Top of TASK INPUT

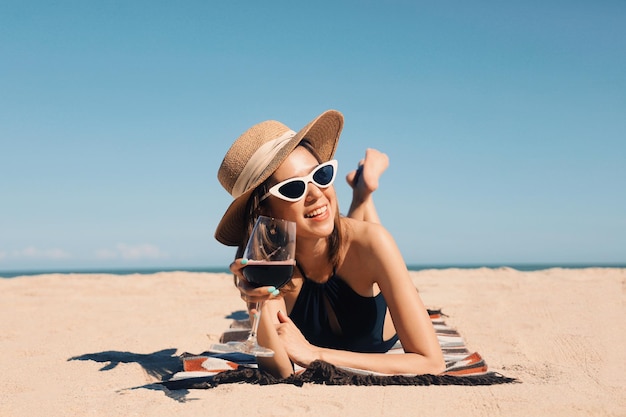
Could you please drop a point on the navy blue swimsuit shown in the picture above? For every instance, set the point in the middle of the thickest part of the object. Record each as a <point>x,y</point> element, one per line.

Bottom of TASK INPUT
Top of TASK INPUT

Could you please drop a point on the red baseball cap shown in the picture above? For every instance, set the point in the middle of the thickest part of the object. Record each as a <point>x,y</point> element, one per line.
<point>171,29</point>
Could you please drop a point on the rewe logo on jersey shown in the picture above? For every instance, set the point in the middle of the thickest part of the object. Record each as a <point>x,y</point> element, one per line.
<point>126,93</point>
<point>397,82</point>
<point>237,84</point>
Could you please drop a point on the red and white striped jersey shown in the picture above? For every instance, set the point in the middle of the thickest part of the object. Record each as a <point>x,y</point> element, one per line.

Bottom of TASK INPUT
Top of TASK INPUT

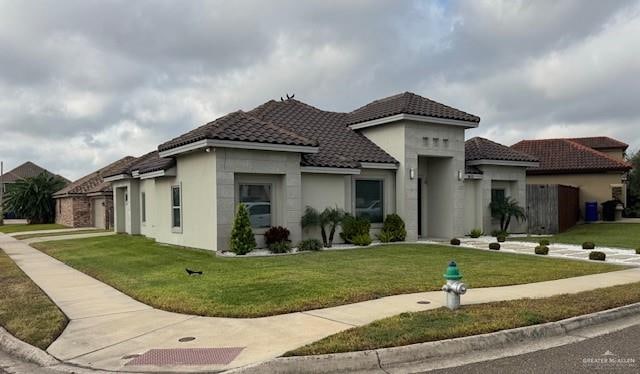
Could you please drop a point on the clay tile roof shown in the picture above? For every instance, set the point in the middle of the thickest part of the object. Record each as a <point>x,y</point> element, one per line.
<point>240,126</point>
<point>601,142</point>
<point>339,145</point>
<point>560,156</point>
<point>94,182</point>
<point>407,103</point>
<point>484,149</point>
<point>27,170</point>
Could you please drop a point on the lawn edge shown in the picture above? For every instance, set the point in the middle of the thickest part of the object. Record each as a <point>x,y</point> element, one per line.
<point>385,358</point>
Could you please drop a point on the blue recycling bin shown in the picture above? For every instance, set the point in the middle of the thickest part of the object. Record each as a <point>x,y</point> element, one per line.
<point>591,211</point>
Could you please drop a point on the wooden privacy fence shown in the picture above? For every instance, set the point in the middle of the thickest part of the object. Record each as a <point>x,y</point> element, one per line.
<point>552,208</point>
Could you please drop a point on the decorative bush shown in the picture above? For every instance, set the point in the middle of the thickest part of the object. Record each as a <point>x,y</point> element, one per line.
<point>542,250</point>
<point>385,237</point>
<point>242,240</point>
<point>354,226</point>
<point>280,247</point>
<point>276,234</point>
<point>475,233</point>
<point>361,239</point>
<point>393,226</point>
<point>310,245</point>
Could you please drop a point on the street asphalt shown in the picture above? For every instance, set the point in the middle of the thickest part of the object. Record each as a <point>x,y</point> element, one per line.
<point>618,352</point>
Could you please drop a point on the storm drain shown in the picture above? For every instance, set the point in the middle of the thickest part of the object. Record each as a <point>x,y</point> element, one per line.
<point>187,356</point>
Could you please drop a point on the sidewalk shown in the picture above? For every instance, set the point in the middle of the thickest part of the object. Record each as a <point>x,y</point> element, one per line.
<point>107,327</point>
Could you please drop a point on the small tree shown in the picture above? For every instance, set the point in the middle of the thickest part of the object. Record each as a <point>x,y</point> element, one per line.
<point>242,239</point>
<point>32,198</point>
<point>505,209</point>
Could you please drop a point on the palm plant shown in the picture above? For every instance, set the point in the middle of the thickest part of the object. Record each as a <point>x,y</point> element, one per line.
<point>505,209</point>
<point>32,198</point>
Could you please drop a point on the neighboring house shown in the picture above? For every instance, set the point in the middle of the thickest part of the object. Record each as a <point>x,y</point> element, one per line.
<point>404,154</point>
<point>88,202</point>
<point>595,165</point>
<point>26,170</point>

Bottom of TASK INPUT

When the line with "Could you please drop a point on the rewe" is reached in the data above, start copying there, and copy each line exactly until the line with "Could you please drop a point on the red and" has been copied; copy nothing else.

Could you please drop a point on the rewe logo on jersey shown in the picture above? For every instance, set the point in the middle of the thickest part of the object. Record each as a <point>x,y</point> element, one per line.
<point>126,93</point>
<point>397,82</point>
<point>237,84</point>
Could you please drop a point on the red and white striped jersey shown in the picture above? For every instance, set the point in the middle of the thickest part of the object. Record each as a <point>x,y</point> element, one per line.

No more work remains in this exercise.